╔══
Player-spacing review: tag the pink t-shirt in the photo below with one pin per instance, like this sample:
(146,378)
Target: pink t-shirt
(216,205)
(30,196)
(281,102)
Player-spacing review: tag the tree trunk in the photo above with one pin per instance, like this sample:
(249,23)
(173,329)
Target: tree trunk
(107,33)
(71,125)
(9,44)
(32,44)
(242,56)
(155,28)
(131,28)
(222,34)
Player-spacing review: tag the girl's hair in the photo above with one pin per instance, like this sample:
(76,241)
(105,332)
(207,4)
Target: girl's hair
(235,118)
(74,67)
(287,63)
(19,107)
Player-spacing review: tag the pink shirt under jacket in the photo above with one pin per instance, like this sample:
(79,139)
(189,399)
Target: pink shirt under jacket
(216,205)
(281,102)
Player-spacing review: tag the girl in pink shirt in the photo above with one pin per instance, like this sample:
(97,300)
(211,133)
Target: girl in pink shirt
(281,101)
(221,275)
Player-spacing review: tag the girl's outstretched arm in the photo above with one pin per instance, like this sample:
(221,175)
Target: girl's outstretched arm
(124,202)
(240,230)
╚══
╔══
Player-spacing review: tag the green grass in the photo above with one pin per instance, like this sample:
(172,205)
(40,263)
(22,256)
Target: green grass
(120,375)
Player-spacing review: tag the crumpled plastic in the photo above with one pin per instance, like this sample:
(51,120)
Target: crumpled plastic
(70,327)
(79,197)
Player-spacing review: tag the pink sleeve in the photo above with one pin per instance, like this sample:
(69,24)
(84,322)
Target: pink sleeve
╚══
Problem requirements: Reproduce the records from the line with "Player-spacing review: tag the green" to the line with "Target: pink sleeve", both ends and the requests included, offsetting every coordinate in the answer points by -61. Leave the requests and their sample points unchanged, and output only those lines.

Task result:
Player-spacing review: tag the green grass in the photo above with one pin per instance, like this sample:
(172,205)
(40,263)
(22,256)
Target: green grass
(59,314)
Player-spacing review: tag the crumpled plastic in the photo above with one pin per instance, like this sample:
(51,120)
Target: crumpled plastic
(9,266)
(18,136)
Player-spacing review: tag the pink sleeve in the photo above with one pin per instance, like this sample:
(69,24)
(84,322)
Target: pink sleeve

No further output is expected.